Write out every one of the rows below word for word. Leave the pictures out of your copy.
>> START RECORDS FOR PROCESSING
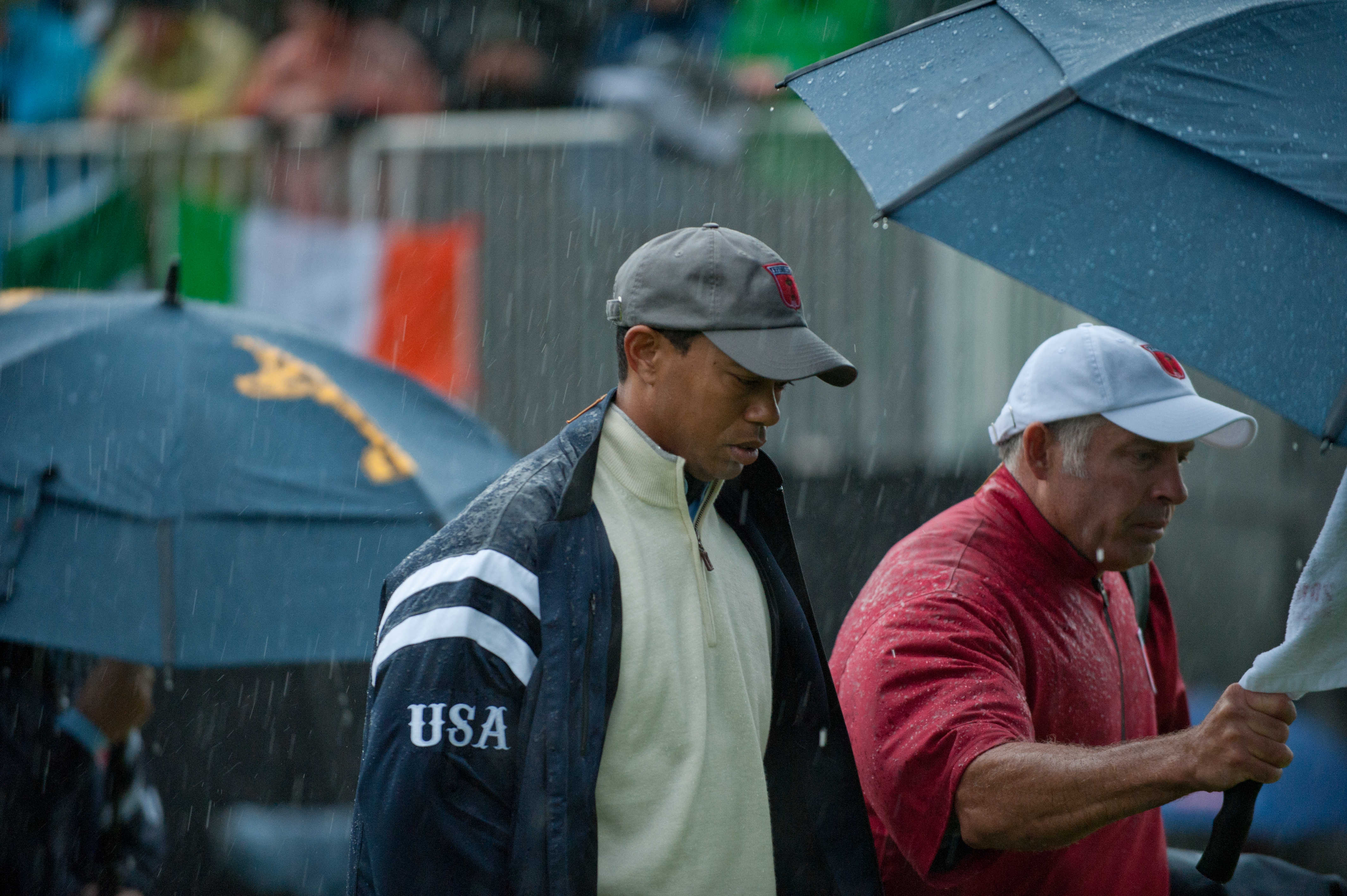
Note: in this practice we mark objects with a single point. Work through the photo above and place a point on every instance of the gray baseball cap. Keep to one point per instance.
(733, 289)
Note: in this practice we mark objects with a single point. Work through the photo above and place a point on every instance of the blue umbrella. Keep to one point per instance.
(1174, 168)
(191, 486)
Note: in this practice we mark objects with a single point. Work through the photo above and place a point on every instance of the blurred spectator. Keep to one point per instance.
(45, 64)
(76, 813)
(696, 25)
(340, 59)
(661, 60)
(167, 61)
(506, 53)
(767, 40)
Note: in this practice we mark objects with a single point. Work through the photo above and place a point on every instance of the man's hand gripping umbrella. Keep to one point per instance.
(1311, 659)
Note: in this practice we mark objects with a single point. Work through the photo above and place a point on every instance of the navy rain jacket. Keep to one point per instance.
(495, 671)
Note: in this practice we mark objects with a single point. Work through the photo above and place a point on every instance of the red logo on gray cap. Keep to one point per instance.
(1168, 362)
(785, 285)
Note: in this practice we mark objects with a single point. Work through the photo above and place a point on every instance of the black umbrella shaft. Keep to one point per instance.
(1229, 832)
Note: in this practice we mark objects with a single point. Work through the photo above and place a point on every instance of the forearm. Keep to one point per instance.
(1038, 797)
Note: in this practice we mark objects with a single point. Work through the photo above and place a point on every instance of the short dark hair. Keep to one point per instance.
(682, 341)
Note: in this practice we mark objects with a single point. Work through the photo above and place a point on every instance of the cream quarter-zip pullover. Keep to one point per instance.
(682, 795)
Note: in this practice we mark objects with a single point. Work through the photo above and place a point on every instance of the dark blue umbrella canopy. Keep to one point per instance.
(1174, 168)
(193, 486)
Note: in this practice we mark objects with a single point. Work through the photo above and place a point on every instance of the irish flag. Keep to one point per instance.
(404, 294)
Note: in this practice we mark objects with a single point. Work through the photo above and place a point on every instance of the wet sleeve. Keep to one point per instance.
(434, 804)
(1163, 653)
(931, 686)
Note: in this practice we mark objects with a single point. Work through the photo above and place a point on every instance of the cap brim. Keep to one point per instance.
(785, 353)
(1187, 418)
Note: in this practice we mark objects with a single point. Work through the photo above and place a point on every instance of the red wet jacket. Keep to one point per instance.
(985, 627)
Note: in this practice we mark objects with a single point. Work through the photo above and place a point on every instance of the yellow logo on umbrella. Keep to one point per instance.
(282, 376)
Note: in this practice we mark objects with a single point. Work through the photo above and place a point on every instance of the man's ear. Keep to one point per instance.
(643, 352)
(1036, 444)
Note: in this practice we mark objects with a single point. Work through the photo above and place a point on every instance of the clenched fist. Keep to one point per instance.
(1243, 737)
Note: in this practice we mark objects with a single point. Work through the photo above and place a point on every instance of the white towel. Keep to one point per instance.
>> END RECORDS FOR PROCESSING
EXERCISE OUTPUT ->
Note: in this practice we mark objects with a single point. Work through the photo above and place a point on every instance of the gray baseball cap. Keep to one point per instance.
(733, 289)
Note: in this practice we mark objects with a single point. Work through the photo above and place a point on every instance of the blue umbrella. Keep to one point per instance.
(1174, 168)
(191, 486)
Note: in this practice we mark objects with a single point. Work through the photo above and place a point on every instance of the blurred spectator. Keep to one point per instance.
(45, 64)
(76, 813)
(696, 25)
(340, 59)
(661, 60)
(167, 61)
(506, 53)
(767, 40)
Note: in this practice we mark objects with a single point. Work through the photo above and place a point on every instance of the man's hand gripping umbrella. Keep to one point per instance.
(1311, 659)
Note: in this practice we mark objects with a single point. Work through the photo above and place a point on every instance of the navy rain jacket. Keep to one point per instance.
(495, 671)
Note: in this practice we mark objects with a single point. Work through the photo above and place a point on every instance of the red logo on gray cap. Keep to one point per instance.
(1168, 362)
(785, 285)
Note: in this practice we mark objects with a single point. Work through the photo above and place a point on every instance of the black umbrella shaft. Keep to one point per instance.
(1229, 832)
Note: in this practice we mark objects with a single point. Work through the photo above and place a point on every instance of the forearm. Keep to one point per instance.
(1038, 797)
Note: in this practice we mark objects with a single point. Work through the photo above and place a point on every instance of the short dark hair. Keep to one point per instance.
(682, 341)
Note: in this practice we mark objects with a single point. Work through the photo above and place a point on every instance of the cream quarter-zip pullover. Keep to one point per instance.
(682, 795)
Note: in this practice we mark objects with a single point. Work through the photo above and place a point on every instance of the dark blue umbrella canopy. Keep to one point per instance.
(1174, 168)
(193, 486)
Note: in this practice we mark objects with a single point. Work through the photo above and place a point on every instance of the irish flag. Keep to one point per instance.
(404, 294)
Note: in this practice we mark objects with a single point. Work through the photo above and place a point on every instance of the wet sleeve. Keep to one point per instance.
(434, 804)
(1163, 653)
(931, 686)
Note: in this practice we mark objects with a single point. Work through the photo above and place a point on every instance of the cap brim. Keep to one point per instance.
(785, 353)
(1187, 418)
Note: in this practice we mark objects with a single point. Work through the photo above and place a point on every instance of the red wet jacket. Keep to one point per instance.
(985, 627)
Note: in this practice we mark objects with a single point. Work through the photo above and place a point on every instance of the yellow logo on umbrella. Keep to one point per instance.
(282, 376)
Note: in this practice we mark objects with a single point. Work through the photo above and place a point on every instance of the man's ear. Keep to one point per instance.
(643, 352)
(1036, 444)
Note: in this practice we mark objects with a single point. Work through the photo above and place a point on every instance of the clenched fist. Keep to one point per instance.
(1243, 737)
Note: in this practice we mark objects with a single point. Work through the photo above and place a point on every instance of the white towel. Keep to one point per instance.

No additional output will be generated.